Excerpts from a dataset:
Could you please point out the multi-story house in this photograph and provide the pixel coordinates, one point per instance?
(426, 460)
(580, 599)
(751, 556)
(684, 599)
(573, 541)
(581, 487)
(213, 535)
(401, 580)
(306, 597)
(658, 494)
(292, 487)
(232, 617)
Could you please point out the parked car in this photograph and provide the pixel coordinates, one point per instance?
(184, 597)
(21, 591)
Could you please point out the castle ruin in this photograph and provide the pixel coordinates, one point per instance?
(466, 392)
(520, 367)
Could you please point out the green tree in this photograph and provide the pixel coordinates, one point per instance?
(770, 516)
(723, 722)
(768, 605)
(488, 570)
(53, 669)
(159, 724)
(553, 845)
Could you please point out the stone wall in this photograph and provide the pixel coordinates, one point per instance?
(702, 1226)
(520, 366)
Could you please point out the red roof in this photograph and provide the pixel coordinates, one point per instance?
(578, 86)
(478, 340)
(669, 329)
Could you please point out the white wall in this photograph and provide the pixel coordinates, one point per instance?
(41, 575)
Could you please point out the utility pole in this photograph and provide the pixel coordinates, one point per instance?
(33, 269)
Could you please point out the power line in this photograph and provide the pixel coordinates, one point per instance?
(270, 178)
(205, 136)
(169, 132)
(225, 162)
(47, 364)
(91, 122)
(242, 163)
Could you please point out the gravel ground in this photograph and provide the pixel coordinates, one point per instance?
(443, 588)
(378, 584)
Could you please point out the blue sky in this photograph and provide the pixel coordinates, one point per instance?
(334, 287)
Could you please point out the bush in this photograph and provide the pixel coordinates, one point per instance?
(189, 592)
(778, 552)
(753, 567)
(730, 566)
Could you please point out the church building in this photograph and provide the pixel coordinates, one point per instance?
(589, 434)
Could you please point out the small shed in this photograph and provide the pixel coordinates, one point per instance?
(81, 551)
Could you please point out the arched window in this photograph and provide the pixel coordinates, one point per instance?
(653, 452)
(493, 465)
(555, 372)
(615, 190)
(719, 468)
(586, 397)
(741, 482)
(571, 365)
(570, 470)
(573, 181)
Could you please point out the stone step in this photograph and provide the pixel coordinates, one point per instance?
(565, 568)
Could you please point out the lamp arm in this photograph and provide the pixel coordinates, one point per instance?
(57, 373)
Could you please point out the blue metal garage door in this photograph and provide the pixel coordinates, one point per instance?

**YOUR INSTRUCTIONS:** All lines from the one containing "Could you please point out the arched" to the last line above should be reproduced exactly, and no other lines should be given.

**RESPONSE TO THE TASK:**
Could you please point out the arched window in this photograph and provide the pixel coordinates, one point per instance?
(653, 452)
(493, 465)
(555, 372)
(615, 190)
(719, 468)
(586, 397)
(741, 482)
(571, 365)
(570, 470)
(573, 181)
Could you please point out the stone step in this photograph and provide the pixel coordinates, one point per instance?
(565, 568)
Could you please point out the lamp arm in this photograph and provide the pixel coordinates, one point per instance?
(57, 373)
Could you please point out the blue metal garage door in this photograph and provide the pixel coordinates, one point per instance?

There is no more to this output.